§ **Problem description**: Please quote the entries below word for word, from the line with "every chef's white" up to and including the line with "[0,282,57,372]".

[Begin]

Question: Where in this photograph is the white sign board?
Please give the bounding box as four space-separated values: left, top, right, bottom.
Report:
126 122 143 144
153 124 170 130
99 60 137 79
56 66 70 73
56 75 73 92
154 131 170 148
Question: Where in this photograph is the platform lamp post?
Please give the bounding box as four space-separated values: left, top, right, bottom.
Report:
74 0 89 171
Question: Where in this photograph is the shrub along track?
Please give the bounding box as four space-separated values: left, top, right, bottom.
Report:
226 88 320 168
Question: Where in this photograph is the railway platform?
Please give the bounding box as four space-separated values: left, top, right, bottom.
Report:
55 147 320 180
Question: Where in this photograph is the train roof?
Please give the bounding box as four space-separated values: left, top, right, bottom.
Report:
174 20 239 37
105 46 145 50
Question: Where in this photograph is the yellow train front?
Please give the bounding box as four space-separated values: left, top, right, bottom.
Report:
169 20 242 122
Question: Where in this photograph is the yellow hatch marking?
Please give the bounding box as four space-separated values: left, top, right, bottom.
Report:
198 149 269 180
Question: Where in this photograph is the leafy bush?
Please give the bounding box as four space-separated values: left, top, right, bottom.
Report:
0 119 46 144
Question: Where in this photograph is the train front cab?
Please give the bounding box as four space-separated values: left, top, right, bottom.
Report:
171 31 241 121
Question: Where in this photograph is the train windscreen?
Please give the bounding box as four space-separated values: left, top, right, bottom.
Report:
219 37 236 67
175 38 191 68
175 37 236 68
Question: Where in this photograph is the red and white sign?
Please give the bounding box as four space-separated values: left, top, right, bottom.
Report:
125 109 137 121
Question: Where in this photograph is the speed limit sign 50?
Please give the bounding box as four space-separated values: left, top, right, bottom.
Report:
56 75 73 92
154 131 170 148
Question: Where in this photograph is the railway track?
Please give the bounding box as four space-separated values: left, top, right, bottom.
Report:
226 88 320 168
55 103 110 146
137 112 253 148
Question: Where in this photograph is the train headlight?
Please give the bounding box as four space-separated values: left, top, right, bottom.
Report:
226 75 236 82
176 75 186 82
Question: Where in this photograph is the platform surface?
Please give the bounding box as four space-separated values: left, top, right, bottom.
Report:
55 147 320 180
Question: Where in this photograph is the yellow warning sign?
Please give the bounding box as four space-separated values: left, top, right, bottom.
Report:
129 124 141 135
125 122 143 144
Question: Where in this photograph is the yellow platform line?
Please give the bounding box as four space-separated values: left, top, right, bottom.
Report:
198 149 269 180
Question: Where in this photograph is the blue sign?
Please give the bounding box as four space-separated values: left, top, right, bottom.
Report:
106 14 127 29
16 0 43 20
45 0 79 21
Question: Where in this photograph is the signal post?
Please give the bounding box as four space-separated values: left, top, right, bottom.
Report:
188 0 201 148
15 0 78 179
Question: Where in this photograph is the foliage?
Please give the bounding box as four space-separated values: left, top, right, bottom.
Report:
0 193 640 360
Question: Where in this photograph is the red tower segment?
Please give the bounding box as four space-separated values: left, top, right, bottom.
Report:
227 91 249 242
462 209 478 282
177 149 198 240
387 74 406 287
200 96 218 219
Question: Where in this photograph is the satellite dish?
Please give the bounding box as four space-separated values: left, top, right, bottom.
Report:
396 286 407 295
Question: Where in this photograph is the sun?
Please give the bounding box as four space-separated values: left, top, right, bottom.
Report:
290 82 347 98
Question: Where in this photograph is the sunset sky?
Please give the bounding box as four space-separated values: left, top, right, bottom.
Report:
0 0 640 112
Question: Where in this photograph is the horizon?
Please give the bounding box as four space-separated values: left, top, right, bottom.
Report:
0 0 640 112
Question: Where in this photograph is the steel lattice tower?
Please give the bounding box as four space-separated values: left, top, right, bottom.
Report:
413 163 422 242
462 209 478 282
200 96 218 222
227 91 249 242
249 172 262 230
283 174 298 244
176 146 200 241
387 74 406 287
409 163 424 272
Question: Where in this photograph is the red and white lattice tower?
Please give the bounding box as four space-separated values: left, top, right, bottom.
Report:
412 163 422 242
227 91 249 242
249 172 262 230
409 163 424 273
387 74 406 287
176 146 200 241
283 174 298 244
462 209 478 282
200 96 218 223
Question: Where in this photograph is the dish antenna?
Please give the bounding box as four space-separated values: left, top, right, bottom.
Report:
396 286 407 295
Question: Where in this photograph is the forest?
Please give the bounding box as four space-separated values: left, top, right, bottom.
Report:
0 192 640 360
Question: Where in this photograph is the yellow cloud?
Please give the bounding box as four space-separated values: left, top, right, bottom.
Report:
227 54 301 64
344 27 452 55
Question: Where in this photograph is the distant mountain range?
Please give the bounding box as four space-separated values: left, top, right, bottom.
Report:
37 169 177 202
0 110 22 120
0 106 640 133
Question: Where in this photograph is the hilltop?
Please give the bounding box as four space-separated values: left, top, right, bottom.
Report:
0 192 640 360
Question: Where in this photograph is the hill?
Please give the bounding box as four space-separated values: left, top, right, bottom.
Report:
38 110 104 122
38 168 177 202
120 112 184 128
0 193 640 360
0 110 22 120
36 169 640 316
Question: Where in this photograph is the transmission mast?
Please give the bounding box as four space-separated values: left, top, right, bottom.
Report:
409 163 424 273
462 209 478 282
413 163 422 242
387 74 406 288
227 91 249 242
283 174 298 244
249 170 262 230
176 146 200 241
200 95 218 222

[End]
[Begin]

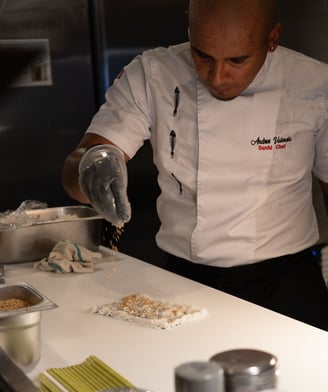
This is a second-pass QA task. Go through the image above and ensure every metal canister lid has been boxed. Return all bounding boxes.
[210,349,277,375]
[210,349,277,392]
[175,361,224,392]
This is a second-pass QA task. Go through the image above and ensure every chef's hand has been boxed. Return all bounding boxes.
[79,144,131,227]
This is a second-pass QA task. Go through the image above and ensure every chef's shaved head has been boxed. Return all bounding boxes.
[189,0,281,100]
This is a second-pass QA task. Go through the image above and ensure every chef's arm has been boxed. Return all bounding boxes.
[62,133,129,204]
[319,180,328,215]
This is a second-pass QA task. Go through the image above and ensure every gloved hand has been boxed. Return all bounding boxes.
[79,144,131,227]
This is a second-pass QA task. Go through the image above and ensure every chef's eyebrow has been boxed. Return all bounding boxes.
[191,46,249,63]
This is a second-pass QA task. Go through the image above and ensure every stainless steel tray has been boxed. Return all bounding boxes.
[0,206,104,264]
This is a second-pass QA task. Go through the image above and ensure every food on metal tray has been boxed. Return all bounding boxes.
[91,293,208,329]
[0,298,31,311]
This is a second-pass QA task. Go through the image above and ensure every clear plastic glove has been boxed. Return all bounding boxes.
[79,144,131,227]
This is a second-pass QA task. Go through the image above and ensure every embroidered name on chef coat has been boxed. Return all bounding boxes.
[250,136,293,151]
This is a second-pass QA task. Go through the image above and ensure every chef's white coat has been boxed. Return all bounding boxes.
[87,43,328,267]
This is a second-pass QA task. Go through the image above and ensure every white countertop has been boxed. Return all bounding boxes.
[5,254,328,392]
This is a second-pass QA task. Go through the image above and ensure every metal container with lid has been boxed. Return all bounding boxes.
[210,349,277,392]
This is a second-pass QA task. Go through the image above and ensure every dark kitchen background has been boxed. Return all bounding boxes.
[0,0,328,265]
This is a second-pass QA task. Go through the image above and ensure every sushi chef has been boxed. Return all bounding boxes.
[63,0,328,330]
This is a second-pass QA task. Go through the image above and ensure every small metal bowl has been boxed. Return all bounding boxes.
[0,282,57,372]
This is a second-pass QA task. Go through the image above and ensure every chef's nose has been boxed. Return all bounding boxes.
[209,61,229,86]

[End]
[Begin]

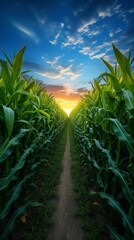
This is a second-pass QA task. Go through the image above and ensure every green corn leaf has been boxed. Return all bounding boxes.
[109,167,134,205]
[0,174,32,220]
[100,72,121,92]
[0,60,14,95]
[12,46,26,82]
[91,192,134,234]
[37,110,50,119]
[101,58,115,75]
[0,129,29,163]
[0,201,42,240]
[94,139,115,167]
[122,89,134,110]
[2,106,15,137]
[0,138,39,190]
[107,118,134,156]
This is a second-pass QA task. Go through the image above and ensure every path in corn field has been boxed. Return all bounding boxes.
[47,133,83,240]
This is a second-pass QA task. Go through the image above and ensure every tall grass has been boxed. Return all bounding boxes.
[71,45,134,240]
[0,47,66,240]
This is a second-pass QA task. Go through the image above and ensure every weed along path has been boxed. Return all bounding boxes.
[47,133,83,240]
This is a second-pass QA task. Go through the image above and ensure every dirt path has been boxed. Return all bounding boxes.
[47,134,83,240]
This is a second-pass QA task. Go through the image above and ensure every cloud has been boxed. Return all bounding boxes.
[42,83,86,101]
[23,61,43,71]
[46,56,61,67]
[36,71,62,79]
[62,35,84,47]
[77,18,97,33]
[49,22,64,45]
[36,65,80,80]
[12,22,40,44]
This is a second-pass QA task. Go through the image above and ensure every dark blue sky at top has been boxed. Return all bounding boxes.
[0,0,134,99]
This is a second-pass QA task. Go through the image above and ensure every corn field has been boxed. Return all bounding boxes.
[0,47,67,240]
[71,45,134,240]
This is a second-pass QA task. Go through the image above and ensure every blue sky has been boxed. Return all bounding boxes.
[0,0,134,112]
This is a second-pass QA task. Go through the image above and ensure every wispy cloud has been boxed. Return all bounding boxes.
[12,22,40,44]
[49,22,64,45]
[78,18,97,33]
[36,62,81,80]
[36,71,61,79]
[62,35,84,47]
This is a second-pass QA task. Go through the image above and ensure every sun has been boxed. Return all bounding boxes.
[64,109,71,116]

[End]

§ **Response for this exercise**:
This is a second-pass QA task. Go through the image above and ensure every chef's white coat has been boxed. Return all bounding boxes.
[87,43,328,267]
This is a second-pass QA task. Go through the image above and ensure every white countertop has been boxed. Return all bounding boxes.
[5,254,328,392]
This is a second-pass QA task. Go through the image above and ensure every metal container with lid has been boxed. Return all bounding boxes.
[210,349,277,392]
This is a second-pass QA task. Go through the image above and ensure every dark kitchen background has been boxed. Return all bounding boxes.
[0,0,328,265]
This is a second-pass QA task. Go through the image above and ensure every sushi chef has been boxed. Return all bounding boxes.
[63,0,328,330]
This is a second-pass QA task. Go through the image above and ensure every small metal bowl has been boxed. Return all bounding boxes.
[0,282,57,372]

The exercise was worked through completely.